• DOCUMENT
Florida generally has a prevailing Easterly wind. I forgot to mention Boat US insurance. Otherwise, Hello Sailor has reaffirmed my initial suggestion of going via the OWW. Good luck.


----------



## Skipper Jer (Aug 26, 2008)

We went around Florida several years ago. The trip was across Okeechobee, out to Fort Jefferson, back to Key West then up the ICW to Melbourne. I vowed to never ever go thru Miami/Fort Lauderdale via the ICW again. Too much congestion, bridge openings and very few places to anchor.


----------



## JollyRogers (Dec 23, 2015)

Thanks everyone for the helpful replies. The water way sounds like my plan at this point. Also i don't really have a time constraint but I am curious how long you think a trip like this would take? I'm calculating about 3 weeks if I'm modivated.


----------



## HeartsContent (Sep 14, 2010)

(Excerpts from a detection dataset)
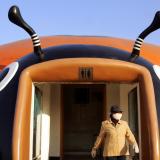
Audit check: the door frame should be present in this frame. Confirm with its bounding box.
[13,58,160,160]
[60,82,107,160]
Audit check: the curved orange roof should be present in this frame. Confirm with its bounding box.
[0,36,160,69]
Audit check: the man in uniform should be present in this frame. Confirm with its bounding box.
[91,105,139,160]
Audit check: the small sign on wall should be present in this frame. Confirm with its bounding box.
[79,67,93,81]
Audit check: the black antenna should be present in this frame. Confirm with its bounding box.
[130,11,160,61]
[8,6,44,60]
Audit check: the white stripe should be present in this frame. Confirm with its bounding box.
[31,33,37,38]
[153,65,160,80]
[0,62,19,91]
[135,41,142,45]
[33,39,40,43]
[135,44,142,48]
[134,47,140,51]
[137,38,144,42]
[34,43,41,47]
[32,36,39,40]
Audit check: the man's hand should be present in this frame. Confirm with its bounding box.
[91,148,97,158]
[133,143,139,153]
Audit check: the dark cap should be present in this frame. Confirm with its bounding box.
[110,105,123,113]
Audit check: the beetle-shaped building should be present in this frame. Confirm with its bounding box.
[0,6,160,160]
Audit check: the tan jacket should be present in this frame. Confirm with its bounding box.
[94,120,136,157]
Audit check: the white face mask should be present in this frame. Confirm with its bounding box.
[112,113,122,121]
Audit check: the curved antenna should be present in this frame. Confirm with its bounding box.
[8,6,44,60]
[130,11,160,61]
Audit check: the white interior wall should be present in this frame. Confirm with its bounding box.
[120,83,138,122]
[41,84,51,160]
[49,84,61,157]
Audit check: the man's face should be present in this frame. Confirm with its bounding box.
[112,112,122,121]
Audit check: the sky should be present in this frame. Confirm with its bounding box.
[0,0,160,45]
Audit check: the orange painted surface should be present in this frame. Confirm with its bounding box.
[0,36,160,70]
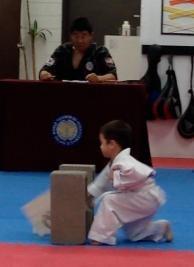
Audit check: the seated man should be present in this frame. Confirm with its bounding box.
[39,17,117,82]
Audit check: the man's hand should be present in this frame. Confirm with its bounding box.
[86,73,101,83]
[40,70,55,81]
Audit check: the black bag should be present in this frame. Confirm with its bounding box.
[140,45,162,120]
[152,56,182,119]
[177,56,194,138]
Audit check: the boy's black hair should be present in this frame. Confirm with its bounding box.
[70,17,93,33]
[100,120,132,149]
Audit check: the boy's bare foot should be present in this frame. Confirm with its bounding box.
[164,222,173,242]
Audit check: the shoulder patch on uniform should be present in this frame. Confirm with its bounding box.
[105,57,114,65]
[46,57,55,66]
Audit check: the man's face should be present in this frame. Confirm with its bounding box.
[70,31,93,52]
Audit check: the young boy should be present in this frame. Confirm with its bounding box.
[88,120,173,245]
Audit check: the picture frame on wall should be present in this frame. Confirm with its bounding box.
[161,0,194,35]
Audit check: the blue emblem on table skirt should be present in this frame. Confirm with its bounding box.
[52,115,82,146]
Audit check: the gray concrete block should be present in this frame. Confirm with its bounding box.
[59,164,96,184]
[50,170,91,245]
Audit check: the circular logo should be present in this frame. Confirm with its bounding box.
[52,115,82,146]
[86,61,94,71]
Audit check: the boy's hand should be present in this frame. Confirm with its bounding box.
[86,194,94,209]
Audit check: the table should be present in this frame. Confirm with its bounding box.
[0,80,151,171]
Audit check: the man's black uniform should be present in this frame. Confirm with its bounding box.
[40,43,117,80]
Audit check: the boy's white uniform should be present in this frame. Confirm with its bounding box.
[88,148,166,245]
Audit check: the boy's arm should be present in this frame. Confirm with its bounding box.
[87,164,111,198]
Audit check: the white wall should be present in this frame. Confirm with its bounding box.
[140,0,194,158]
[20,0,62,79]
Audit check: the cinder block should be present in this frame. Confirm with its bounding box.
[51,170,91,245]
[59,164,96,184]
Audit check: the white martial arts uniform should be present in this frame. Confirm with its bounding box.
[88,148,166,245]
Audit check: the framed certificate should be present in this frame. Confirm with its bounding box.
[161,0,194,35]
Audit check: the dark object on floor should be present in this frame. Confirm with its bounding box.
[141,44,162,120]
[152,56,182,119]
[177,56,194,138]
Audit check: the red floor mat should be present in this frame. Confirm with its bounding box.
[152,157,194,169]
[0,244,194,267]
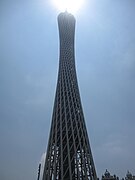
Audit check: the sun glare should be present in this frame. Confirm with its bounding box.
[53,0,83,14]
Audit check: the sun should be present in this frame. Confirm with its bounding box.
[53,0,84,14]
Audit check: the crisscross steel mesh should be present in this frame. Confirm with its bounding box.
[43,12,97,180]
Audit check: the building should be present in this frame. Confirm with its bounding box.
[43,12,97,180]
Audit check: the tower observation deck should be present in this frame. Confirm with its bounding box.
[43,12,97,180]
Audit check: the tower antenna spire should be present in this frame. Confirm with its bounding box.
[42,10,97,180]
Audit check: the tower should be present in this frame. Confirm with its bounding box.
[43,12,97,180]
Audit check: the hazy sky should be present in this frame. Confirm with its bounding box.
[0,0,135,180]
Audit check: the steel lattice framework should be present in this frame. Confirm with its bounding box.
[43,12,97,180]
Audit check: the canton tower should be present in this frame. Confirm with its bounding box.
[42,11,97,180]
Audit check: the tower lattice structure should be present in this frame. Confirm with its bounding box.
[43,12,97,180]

• WHAT IS ASKED
Write the next part of the forum thread about sailing around Florida, starting with the post under the last header shown. These rows have no connection to the thread about sailing around Florida.

• EXERCISE RESULT
Brought my boat home from Stuart via the Okeechobee and had it "tipped" to get under the Myacca bridge. It was a very nice trip.

I just didn't have the time to go around. If I did, I certainly would have.


----------



## fallard (Nov 30, 2009)

It took my wife and I five days to go from Clearwater Beach to Stuart (Manatee Pocket). Our stops were at Longboat Key (anchored), Venice (slip), Cape Coral (slip), in the waterway near Glades (anchored) and Indiantown Marina. We were on the first stage of a 1700 mile delivery trip to New England, so we didn't stop to smell the roses, nor were we into an endurance contest. All done during daylight hours.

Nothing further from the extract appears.